** EXERCISE 1 **
Extract the lines of the records verbatim, starting at the line that contains "Could you point to the power" and continuing through the final line of the records.

How to solve the error Call to undefined function mysql_connect () [duplicate]

4

I'm doing an IT inventory to register and I want to connect to the database, but it's giving this error:

  

Fatal error: Uncaught Error: Call to undefined function   mysql_connect () in C: \ xampp \ htdocs \ xampp \ cadastrando.php: 9 Stack   trace: # 0 {main} thrown in C: \ xampp \ htdocs \ xampp \ cadastrando.php on   line 9

How could you resolve this error?

Below is my code.

HTML:

<form method="post" action="" onSubmit="">
        <fieldset>
            <legend>Sistema de Inventário</legend><br />

            <label class="borda">Setor: </label>
            <input class="form_inp" type="text" name="" size="30" required><br />

            <label class="borda">Usuário:</label>
            <input class="form_inp" type="text" id="" name="" size="30" required><br />

            <label class="borda">O/S :</label>
            <input class="form_inp" type="email" name="" size="30" required><br /><br />

            <label class="borda">Hd : </label>
            <input  class="form_inp"type="text"  name="" size="30" required><br />                      
            <hr />          
            <label class="borda">Memória:</label>
            <input class="form_inp" type="text" id="" name="" size="30" required><br />

            <label class="borda">Processador: </label>
            <input class="form_inp" type="text" id=""  name="" size="30" required><br /><br />
            <hr />
            <label class="borda">Cd/Dvd: </label>
            <select class="form_inp"  name="Dados"> 
                <option value="Sim">Sim</option> 
                <option value="Não">Não</option> 
            </select>

            <br />

            <label class="borda">Placa Mãe: </label>
            <input class="form_inp" type="text" id="" name="" size="30" required><br />

            <label class="borda">HostName: </label>
            <input class="form_inp"type="text" id="" name="" size="30" required><br /><br />

            <label class="borda">Monitor/Patrimônio/Marca/Modelo: </label>
            <input class="form_inp" type="text" id="" name="" size="30" required><br />

            <label class="borda">Nobreak/Patrimônio/Marca/: </label>
            <input class="form_inp" type="text" id="" name="" size="30" required><br />

            <label class="borda">Placa de Rede : </label>
            <input class="form_inp" type="text" id="" name="" size="30" required><br />

            <label class="borda">Placa de Vídeo: </label>
            <input class="form_inp" type="text" id="" name="" size="30" required><br />

            <hr />
            <input type="submit" style="float: right;" value="Cadastrar" >
            <input type="reset" style="float: right;" value="Limpar">

        </fieldset>

php / bancodedados:

  <html>
   <head><title>Cadastrando...</title></head>
    <body>
<?php
$host = "localhost";
$user ="roor";
$pass = "";
$banco = "cadastro";
$link = mysqli_connect("host", "user", "pass", "database"); 
mysqli_select_db($banco) or die (mysqli_error());
?>
<?php
$setor=$_POST['setor'];
$usuario=$_POST['usuario'];
$hd=$_POST['hd'];
$memoria=$_POST['memoria'];
$propressador=$_POST['processador'];
$cd=$_POST['cd'];
$placam=$_POST['placam'];
$host=$_POST['host'];
$monitor=$_POST['monitor'];
$nobreak=$_POST['nobreak'];
$placar=$_POST['placar'];
$placav=$_POST['placav'];
$sql=mysql_query("INSERT INTO setor(setor,usuario,hd,memoria,processador,cd,placam,host,monitor,nobreak,placar,plavav) VALUES('$setor,$usuario,$hd,$memoria,$processador,$cd,$placam,$host,$monitor,$nobreak,$placar,$placav'))");
?>
    </body>
</html>
    
asked by anonymous 22.12.2016 / 15:20

2 answers

12

The mysql_connect() function has been deprecated.

** EXERCISE 2 **
Copy the thread about the mysql_connect error word for word, starting at the words "I'm doing an" and stopping after "resolve this error?".

** DATA RECORDS **
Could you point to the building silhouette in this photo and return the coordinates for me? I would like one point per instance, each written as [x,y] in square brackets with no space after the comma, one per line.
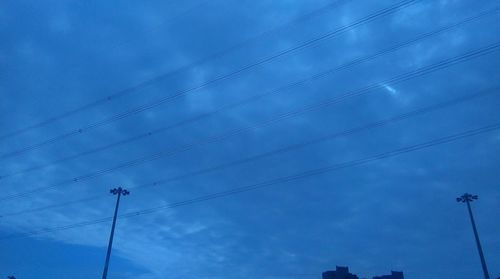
[394,275]
[340,272]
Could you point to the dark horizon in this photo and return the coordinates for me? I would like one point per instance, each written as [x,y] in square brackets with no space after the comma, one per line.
[269,139]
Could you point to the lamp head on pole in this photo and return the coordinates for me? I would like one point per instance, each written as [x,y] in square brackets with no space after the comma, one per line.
[467,198]
[119,190]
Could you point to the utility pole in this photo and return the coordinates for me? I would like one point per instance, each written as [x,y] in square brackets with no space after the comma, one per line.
[119,192]
[468,198]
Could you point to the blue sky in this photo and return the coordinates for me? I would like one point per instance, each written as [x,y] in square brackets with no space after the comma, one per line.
[319,70]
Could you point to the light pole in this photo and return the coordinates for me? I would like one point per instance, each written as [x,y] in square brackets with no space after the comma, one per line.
[119,192]
[468,198]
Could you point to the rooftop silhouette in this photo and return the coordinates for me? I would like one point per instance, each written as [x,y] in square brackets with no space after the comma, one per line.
[342,272]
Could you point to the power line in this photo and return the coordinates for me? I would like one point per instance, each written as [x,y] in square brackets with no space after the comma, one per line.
[171,73]
[328,102]
[371,125]
[276,181]
[151,105]
[259,96]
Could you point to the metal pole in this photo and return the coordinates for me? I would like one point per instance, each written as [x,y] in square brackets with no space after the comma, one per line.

** FULL SOLUTION 1 **
Could you point to the power line in this photo and return the coordinates for me? I would like one point per instance, each written as [x,y] in square brackets with no space after the comma, one per line.
[171,73]
[328,102]
[371,125]
[276,181]
[151,105]
[259,96]
Could you point to the metal pole in this photo and return the coordinates for me? I would like one point per instance, each written as [x,y] in square brackets with no space after the comma, one per line.

** FULL SOLUTION 2 **
I'm doing an IT inventory to register and I want to connect to the database, but it's giving this error:

  

Fatal error: Uncaught Error: Call to undefined function   mysql_connect () in C: \ xampp \ htdocs \ xampp \ cadastrando.php: 9 Stack   trace: # 0 {main} thrown in C: \ xampp \ htdocs \ xampp \ cadastrando.php on   line 9

How could you resolve this error?